» **Page excerpt**
Nigerian cotton is in many cases contaminated by tiny fibers
from cotton pickers' polyethylene bags, and yarn made from
this cotton must be sold abroad as discounted non-dying yarn.
13. (SBU) Atanda and Kakaraddi both pointed out that Nigeria
also has no organized apparel industry - most garments are
produced by a cottage industry - and that developing one
would take several years. Such development would require
investors confident of recouping their money. Kakaraddi
suggested that Nigeria concentrate first and foremost on
increasing spinning capacity in the textile industry and then
think about apparel.
14. (SBU) Olarewaju said AGOA was unlikely to benefit
Nigeria. He was aware of only two companies, United Nigeria
Textiles and Afprint, that have expressed interest in
expanding into apparel in order to take advantage of AGOA's
apparel benefits. Neither, though, seemed to him to have the
know-how, and neither was likely to be able to compete
without low-interest loans from a government bank.

» **Aim of the exercise**
Answer these questions using the excerpt on Nigeria's cotton and apparel industry.
1. What contaminates Nigerian cotton in many cases?
2. What did Kakaraddi suggest Nigeria focus on first?
3. Which two companies did Olarewaju know of that had expressed interest in expanding into apparel?

» **Supplied information**
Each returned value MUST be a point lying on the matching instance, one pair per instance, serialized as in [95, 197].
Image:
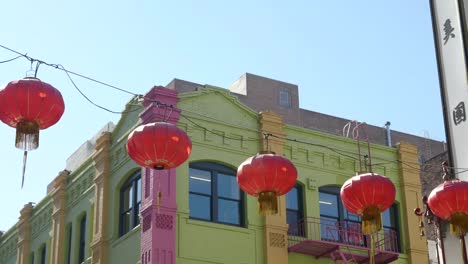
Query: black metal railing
[341, 232]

» **Exercise response**
1. Tiny fibers from cotton pickers' polyethylene bags.
2. Increasing spinning capacity in the textile industry.
3. United Nigeria Textiles and Afprint.